Village and civil parish in England

Cheddington is a village and civil parish in the Buckinghamshire district of the ceremonial county of Buckinghamshire, England. The parish has an area of 1429 acre.

The village is about 6 miles northeast of Aylesbury and three miles north of Tring in Hertfordshire. The hamlet of Cooks Wharf has grown up where the main road into the village from Pitstone crosses the Grand Union Canal.

==Archaeology==
At Southend Hill near the village are the remains of an Iron Age hill fort which has been largely obliterated through arable cultivation.

==History==
The earliest known record of the village is in the Domesday Book of 1086, in which it is called Cetendone, which is Old English for "Cetta's Hill". The Church of England parish church of Saint Giles was originally Norman. There is also a Methodist church with a large congregation.

Cheddington manor house is a much gabled and half-timbered red-brick building under a tiled roof, dating from the 16th century.

In 1963 Cheddington featured in the national press as it was near the location of the Great Train Robbery of 1963 at Bridego Railway Bridge in the hamlet of Ledburn.

In 1984, Cheddington received national notoriety as the location of the first assault by Malcolm Fairley, a violent armed rapist, nicknamed "The Fox" because of his cunning nocturnal attacks.

(Collection entries)
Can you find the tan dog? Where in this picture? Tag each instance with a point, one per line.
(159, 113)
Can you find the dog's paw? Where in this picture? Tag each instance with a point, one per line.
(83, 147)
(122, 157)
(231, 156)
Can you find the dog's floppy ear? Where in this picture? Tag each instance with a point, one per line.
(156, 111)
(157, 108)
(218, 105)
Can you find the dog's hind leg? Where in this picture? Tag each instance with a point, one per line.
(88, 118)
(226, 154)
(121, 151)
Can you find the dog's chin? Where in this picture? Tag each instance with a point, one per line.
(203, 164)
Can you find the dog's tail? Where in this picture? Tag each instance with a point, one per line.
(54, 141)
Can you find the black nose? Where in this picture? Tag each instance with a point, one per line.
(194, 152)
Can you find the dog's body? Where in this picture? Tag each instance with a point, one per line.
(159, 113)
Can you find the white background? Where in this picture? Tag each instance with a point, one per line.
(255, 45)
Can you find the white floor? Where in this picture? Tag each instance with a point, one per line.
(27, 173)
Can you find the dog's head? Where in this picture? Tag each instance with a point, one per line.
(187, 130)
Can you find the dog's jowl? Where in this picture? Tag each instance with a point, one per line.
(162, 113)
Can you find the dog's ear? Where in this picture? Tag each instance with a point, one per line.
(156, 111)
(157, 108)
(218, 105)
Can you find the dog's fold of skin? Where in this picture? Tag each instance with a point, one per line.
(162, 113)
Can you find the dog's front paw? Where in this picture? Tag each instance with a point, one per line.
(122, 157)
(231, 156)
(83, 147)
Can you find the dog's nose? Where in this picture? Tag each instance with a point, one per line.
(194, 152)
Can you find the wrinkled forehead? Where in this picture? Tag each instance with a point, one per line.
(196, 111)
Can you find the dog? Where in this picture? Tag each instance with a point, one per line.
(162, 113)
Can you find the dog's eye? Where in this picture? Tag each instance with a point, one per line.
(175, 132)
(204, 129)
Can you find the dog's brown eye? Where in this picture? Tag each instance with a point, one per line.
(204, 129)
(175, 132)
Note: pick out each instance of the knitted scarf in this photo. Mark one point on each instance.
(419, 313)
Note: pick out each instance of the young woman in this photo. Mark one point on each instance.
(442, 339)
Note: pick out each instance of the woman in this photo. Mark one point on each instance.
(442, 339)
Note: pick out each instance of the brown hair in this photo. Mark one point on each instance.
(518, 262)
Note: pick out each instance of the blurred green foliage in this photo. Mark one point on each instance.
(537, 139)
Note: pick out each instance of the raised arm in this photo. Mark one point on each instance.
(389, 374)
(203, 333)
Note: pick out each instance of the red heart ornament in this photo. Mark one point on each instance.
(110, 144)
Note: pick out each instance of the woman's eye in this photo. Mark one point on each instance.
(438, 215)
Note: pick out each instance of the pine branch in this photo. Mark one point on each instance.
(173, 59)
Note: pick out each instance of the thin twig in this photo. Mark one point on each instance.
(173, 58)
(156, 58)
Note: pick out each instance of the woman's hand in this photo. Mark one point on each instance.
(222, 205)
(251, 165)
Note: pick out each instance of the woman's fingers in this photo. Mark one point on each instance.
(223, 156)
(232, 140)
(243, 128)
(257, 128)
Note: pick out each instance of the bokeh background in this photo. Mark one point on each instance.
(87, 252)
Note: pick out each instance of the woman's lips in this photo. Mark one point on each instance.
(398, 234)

Required tasks
a - Why did Cheddington appear in the national press in 1963, according to the Cheddington article?
b - Rewrite the Cheddington article from "In 1963 Cheddington" up to and including "hamlet of Ledburn.", swapping "national press" for "daily newspapers".
c - Can you carry on the article about the village of Cheddington from the point where it stops?

Results for each task
a - Cheddington appeared in the national press because it was near the location of the Great Train Robbery of 1963. The robbery took place at Bridego Railway Bridge in the hamlet of Ledburn.

b -
In 1963 Cheddington featured in the daily newspapers as it was near the location of the Great Train Robbery of 1963 at Bridego Railway Bridge in the hamlet of Ledburn.

c -
Since 1981 the village, due to its railway station and easy access to four towns, has more than quadrupled in size.

In 2005 Cheddington won the Buckinghamshire Best Kept Village Competition DeFraine Cup and also the Buckinghamshire Village of the Year Competition. It went on to win the East of England Young People award in the national competition. Cheddington also won the smaller villages category in the 2006 and 2007 Buckinghamshire Village of the Year Competition and received a special community building award.

==Amenities==
The village has two public houses: The Old Swan, a thatched inn, and The Three Horseshoes. A third inn, known as the Rosebery Arms, designed by the Victorian architect George Devey has been converted into houses.

Cheddington Combined School is a mixed community primary school that takes children between the ages of four and 11. The school has about 200 pupils, and its catchment area includes the neighbouring parishes of Horton and Slapton.

Cheddington has various clubs including a a bell ringers' association, a history society, a football team and badminton, tennis, bowls and petanque clubs.

==Transport==
Cheddington railway station, located approximately 1 km to the north of the village, is served by London Northwestern Railway services between and . The station opened in 1838 as Aylesbury Junction. The Cheddington to Aylesbury Line, which formerly ran between Cheddington and , closed in 1963.